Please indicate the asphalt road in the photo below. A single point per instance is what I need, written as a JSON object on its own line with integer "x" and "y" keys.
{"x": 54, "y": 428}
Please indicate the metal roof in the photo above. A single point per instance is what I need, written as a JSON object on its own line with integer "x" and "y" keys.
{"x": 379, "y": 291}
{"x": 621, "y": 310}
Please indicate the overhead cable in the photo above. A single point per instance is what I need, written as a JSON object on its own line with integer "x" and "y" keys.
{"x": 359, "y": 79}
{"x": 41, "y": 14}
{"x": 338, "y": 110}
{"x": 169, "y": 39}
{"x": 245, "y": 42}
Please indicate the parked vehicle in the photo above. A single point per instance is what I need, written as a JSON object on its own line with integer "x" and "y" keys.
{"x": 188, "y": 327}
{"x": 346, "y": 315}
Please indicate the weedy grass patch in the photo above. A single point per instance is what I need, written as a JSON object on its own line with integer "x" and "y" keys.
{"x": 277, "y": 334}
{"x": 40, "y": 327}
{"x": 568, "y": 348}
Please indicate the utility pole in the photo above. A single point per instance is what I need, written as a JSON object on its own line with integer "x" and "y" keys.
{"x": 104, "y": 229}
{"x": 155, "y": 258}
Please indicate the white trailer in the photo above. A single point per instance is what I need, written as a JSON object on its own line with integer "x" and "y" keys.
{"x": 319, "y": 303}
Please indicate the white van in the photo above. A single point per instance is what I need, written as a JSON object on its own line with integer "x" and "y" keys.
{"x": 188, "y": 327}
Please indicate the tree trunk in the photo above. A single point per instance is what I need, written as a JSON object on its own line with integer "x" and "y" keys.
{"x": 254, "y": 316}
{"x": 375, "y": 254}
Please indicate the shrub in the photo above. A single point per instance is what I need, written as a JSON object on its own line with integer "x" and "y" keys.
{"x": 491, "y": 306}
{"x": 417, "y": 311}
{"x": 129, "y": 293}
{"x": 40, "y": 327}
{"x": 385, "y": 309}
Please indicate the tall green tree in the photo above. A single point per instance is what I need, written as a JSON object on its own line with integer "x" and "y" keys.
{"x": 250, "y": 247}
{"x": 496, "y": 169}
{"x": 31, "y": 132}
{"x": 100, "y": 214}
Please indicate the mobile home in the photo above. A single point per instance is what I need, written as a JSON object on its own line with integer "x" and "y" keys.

^^^^^^^^^^^^^^^^

■ ASSIGNED TASK: Restate the whole set of entries exactly.

■ ANSWER AREA:
Please indicate the asphalt road in the photo below. A single point per instance is what I need, written as a JSON object on its own line with integer "x" and "y" keys.
{"x": 54, "y": 428}
Please indicate the metal roof in the photo above. A single point per instance is what I need, written as a JSON object on its own line with integer "x" and "y" keys.
{"x": 379, "y": 291}
{"x": 621, "y": 310}
Please indicate the overhead cable in the photo above. A single point per instance is what I need, written as a JSON object on its own line with integer "x" and "y" keys.
{"x": 359, "y": 79}
{"x": 41, "y": 14}
{"x": 338, "y": 110}
{"x": 169, "y": 39}
{"x": 245, "y": 42}
Please indicate the parked vehicle in the photo above. A single point per instance is what I need, written as a JSON object on its own line with integer "x" and "y" keys.
{"x": 188, "y": 327}
{"x": 346, "y": 315}
Please indicate the weedy grass patch in the photo above. A single point per instance is what I need, written as a JSON object on its own line with integer "x" and "y" keys.
{"x": 277, "y": 334}
{"x": 40, "y": 327}
{"x": 568, "y": 348}
Please indicate the utility pole in the photo above. A single point per instance is what I need, written as a JSON object on its own line with integer "x" and "y" keys.
{"x": 104, "y": 229}
{"x": 155, "y": 258}
Please indicate the white trailer in the photo above. A single point per instance is what I need, written as a JSON object on its own line with integer "x" and "y" keys.
{"x": 319, "y": 303}
Please indicate the white van in the photo above. A single point per instance is what I need, written as a JSON object on its own line with integer "x" and "y" keys.
{"x": 188, "y": 327}
Please indicate the tree trunk in the photo above. A single point per instance is what I need, written as a JSON object on its own line with integer "x" and "y" keys.
{"x": 254, "y": 316}
{"x": 375, "y": 254}
Please indicate the shrub in the photo above. A single point per instance is what I need, written as a JSON object on its own line with integer "x" and "y" keys.
{"x": 491, "y": 306}
{"x": 417, "y": 311}
{"x": 129, "y": 293}
{"x": 40, "y": 327}
{"x": 385, "y": 309}
Please indicate the tall green tree in the photo above. A single point per instance is what I need, written as a JSON object on its own line with integer "x" and "y" keys.
{"x": 250, "y": 247}
{"x": 496, "y": 169}
{"x": 31, "y": 132}
{"x": 100, "y": 214}
Please indicate the mobile home in the photo above. A single point per instance is what I need, written as a JSON object on its own line with integer "x" and "y" keys.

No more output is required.